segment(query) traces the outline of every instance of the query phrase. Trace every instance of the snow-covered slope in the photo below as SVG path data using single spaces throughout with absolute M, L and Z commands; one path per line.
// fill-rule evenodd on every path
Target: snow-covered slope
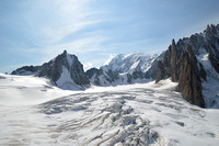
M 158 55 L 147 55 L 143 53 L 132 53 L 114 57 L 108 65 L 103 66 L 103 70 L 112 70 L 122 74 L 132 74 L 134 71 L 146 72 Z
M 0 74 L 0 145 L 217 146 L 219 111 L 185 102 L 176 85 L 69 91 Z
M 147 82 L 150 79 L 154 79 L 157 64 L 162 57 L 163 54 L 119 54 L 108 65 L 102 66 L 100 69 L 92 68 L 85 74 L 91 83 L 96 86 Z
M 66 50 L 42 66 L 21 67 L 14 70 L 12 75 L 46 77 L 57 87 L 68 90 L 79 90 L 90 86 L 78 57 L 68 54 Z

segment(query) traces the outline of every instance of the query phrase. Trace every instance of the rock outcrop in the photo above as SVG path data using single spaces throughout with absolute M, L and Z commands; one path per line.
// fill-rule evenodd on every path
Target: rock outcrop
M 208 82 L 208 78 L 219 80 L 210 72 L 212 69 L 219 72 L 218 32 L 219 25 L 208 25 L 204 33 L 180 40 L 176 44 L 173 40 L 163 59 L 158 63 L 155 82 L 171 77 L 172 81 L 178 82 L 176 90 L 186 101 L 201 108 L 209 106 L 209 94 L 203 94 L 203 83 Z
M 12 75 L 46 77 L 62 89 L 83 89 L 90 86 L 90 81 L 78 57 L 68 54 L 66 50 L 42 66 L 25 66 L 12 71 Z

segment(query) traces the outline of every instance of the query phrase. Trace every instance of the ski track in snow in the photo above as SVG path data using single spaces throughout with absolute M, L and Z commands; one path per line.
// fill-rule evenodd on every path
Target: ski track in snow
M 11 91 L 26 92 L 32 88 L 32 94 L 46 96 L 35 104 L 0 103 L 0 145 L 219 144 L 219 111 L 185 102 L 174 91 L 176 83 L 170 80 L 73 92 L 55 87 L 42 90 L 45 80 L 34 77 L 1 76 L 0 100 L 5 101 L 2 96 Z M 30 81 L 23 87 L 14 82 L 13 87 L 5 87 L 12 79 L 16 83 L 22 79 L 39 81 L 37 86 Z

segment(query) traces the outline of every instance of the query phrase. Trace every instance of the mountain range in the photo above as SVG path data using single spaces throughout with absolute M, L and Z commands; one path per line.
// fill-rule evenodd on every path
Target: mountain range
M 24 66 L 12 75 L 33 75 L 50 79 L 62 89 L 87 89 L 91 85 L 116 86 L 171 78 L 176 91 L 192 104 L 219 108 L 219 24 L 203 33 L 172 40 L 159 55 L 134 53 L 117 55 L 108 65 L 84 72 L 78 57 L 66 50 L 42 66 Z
---
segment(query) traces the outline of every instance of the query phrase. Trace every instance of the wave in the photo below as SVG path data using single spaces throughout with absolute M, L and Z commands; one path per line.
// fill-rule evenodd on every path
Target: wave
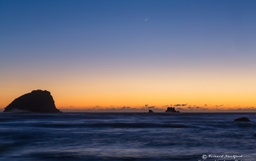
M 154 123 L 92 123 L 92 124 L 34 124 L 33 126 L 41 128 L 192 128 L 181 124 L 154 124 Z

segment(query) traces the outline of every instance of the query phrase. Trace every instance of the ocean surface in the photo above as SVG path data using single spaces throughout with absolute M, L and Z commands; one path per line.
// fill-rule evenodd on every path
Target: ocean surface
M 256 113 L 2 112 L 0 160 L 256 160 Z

GOAL OF THE EXERCISE: Scale the material from the line containing "of the ocean" through the line containing "M 256 113 L 2 112 L 0 160 L 256 160 Z" and write only that stretch out again, requests included. Multiply every coordinate in the path data by 0.55 and round to whole numbers, with halves going up. Leave any numbers in the requests and their format samples untouched.

WRITTEN ANSWER:
segment(query) traces the outline of every instance of the query phrase. Trace every instance of the ocean surface in the photo above as SVG path data using single spaces throughout with absolute M, L and Z commands; one path per line.
// fill-rule evenodd on every path
Target: ocean surface
M 141 62 L 1 62 L 0 88 L 141 88 Z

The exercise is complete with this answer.